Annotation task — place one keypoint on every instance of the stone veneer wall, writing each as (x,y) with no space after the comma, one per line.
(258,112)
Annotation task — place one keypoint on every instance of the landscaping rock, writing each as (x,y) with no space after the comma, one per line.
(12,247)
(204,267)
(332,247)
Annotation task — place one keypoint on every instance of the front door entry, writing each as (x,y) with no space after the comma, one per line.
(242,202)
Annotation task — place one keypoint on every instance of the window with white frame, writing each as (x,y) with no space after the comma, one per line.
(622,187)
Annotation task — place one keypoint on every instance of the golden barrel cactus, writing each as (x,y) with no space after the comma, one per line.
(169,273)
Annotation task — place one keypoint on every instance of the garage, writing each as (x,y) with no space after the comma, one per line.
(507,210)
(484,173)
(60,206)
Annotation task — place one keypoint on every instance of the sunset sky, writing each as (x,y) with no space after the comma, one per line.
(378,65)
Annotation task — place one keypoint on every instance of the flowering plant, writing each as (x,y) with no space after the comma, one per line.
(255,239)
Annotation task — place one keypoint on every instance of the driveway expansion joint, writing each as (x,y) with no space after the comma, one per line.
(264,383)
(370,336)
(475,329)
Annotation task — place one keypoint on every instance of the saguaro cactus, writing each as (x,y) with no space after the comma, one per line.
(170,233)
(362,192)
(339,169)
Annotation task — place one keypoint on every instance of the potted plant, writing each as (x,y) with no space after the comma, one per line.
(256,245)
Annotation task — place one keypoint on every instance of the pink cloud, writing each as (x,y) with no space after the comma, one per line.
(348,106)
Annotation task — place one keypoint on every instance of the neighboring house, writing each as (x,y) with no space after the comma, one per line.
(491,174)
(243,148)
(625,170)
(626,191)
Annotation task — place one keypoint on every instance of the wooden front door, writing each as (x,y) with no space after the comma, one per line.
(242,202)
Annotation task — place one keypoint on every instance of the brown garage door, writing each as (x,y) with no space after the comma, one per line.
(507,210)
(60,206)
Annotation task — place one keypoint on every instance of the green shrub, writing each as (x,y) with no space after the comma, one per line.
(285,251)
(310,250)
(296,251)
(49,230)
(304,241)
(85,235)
•••
* DIRECTIONS FOR THIS TASK
Reproduce every entry above so that each one matches its source exactly.

* YOUR RESPONSE
Annotation task — place one keypoint on every instance of the stone veneer wall, writing each as (x,y) with no space after the comma, one per line.
(258,112)
Annotation task — place one keypoint on every instance of the landscaping rock, writing each as (x,y) with no space after the comma, one per line.
(12,247)
(204,267)
(332,247)
Annotation task — place one keypoint on every instance of the front door entry, writing each as (x,y) with no space after the comma, one per line.
(242,202)
Annotation task — place one keypoint on every instance of the window with white frame, writing each as (x,y) with no space after the comma, one per line.
(622,187)
Annotation task — place one keypoint on every instance of the golden barrel cactus, writing each as (x,y) with no space after the comma, one per line.
(169,273)
Annotation task — place one keypoint on every instance of the garage, writing each as (x,y) with no space after the comma, one per line.
(507,210)
(484,173)
(60,206)
Annotation task — place one keypoint on every instance of the sunset sky, writing each as (x,y) with no space after the comma, one per line.
(378,65)
Annotation task — place one keypoint on every instance of the flowering plant, writing each as (x,y) with no space after the comma, one per line.
(255,239)
Annotation task — place one keypoint on every instance of the driveway expansion joint, writing each as (x,y) with no space after the comma, one per line.
(264,383)
(370,336)
(475,329)
Annotation task — place one keypoint on every instance of the saguaro cactus, writing each as (x,y) with no space after the comma, one per line.
(170,233)
(362,192)
(339,169)
Annotation task — place one keypoint on every instance of the potted plant, writing each as (x,y) with no space after the comma, one per line.
(256,245)
Annotation task — place one keypoint on every instance of the pink cloud, writing each as (x,y) with no space after the comma, one per line.
(348,106)
Annotation task — place one keypoint on every instance of the neighboring house, writing each as (x,y) with no space after the comma, one per line.
(491,174)
(243,148)
(625,170)
(626,191)
Annotation task — place one keypoint on every instance of the wooden front door, writing each as (x,y) with no space after the comma, one per line.
(242,202)
Annotation task — place one keypoint on every instance of the brown garage door, writing each as (x,y) with no space after the comma, one per line.
(507,210)
(60,206)
Annotation task — place one keypoint on every instance of the green shrub, writing each as (x,y) with no space after the comma, one per line.
(285,251)
(310,250)
(296,251)
(49,230)
(304,241)
(85,235)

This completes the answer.